_Directions_: Extract every line in the records below that contains the string "green", copying each line in full. The match is case-sensitive.

============================================================

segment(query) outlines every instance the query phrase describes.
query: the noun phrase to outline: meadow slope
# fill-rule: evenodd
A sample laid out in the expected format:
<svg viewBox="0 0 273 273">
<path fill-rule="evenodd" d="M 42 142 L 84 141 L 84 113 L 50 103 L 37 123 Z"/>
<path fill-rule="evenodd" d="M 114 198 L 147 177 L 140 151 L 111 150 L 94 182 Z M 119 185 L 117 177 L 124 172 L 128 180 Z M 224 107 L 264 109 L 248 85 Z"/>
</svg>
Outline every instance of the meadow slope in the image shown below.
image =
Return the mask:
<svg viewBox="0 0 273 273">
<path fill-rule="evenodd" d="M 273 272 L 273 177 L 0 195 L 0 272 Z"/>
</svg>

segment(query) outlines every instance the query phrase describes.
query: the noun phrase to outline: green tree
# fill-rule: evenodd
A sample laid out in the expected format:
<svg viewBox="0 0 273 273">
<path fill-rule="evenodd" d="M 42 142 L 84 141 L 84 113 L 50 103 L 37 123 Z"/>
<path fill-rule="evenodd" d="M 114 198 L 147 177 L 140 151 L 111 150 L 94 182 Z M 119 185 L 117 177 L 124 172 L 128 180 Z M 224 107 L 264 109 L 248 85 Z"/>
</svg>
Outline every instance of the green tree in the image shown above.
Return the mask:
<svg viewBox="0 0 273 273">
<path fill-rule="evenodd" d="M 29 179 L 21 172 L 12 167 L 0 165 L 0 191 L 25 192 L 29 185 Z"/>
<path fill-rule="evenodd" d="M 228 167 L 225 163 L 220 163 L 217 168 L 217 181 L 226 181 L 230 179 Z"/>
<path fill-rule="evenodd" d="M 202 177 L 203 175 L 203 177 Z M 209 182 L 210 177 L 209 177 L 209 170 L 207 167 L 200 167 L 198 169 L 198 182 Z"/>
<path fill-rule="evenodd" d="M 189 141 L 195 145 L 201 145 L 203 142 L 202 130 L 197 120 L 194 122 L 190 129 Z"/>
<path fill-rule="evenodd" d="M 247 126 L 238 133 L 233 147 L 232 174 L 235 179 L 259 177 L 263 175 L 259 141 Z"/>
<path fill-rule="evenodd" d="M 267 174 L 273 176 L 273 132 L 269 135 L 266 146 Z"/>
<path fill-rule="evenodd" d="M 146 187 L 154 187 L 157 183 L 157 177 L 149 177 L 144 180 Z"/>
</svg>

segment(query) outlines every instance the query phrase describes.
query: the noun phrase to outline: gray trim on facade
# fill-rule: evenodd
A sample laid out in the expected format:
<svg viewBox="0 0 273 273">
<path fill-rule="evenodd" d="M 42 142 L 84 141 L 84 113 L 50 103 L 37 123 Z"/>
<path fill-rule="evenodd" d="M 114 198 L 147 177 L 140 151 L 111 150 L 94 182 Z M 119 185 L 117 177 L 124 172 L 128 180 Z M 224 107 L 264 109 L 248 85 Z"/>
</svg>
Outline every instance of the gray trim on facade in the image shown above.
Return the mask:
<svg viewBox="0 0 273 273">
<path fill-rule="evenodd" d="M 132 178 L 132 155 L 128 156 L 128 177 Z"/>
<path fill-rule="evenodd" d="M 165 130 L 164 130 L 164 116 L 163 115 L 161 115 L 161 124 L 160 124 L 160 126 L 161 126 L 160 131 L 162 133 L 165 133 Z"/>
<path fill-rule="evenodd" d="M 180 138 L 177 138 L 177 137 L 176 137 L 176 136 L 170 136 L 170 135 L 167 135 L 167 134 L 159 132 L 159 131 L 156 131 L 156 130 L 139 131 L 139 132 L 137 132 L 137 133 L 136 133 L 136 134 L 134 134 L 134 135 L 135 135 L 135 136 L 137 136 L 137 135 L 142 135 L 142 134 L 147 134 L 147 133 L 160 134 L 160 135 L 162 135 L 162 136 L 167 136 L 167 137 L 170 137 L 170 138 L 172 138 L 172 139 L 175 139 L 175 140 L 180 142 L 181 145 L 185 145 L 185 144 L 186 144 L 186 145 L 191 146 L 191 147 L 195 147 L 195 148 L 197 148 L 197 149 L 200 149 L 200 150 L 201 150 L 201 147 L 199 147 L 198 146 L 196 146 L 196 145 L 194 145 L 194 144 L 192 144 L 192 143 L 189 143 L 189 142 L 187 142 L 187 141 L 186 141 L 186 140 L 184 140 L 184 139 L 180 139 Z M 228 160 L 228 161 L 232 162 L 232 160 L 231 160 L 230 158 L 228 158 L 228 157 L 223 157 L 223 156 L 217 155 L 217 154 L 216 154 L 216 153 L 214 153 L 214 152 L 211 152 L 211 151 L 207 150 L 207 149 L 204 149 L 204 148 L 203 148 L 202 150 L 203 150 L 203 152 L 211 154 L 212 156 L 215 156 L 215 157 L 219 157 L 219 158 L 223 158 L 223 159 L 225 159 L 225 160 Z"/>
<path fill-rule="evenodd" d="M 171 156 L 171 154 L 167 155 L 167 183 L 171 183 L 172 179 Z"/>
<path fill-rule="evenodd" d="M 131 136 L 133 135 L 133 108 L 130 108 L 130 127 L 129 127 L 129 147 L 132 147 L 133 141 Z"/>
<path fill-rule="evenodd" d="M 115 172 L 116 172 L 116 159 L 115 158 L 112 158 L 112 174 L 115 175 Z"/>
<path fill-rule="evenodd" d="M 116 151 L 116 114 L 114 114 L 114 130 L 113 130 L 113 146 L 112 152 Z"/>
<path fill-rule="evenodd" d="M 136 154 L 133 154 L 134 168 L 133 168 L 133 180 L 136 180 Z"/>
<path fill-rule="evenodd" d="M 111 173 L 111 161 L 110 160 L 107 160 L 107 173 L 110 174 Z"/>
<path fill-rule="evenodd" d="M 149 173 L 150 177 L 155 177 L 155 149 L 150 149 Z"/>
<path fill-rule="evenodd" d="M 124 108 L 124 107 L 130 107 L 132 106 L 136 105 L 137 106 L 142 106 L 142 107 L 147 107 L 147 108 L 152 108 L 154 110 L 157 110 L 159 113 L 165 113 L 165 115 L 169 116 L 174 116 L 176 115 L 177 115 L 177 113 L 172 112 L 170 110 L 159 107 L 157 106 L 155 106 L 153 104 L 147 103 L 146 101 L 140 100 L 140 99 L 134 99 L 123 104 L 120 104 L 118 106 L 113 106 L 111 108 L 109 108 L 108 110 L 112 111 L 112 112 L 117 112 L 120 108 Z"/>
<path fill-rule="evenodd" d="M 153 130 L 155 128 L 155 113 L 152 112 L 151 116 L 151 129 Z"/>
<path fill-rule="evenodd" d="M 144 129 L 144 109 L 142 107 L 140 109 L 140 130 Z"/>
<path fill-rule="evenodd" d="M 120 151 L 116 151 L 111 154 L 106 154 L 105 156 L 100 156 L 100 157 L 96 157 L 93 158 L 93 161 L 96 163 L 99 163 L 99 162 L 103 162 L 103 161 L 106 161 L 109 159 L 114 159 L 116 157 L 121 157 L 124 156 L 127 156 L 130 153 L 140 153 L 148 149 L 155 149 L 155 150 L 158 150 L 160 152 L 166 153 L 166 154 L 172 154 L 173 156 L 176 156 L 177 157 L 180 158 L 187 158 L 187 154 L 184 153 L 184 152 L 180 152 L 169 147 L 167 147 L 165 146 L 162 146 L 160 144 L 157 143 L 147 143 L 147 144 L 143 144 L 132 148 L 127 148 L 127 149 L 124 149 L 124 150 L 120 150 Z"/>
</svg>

============================================================

_Written solution_:
query: the noun phrase to outline: green tree
Outline every instance of the green tree in the image shown above.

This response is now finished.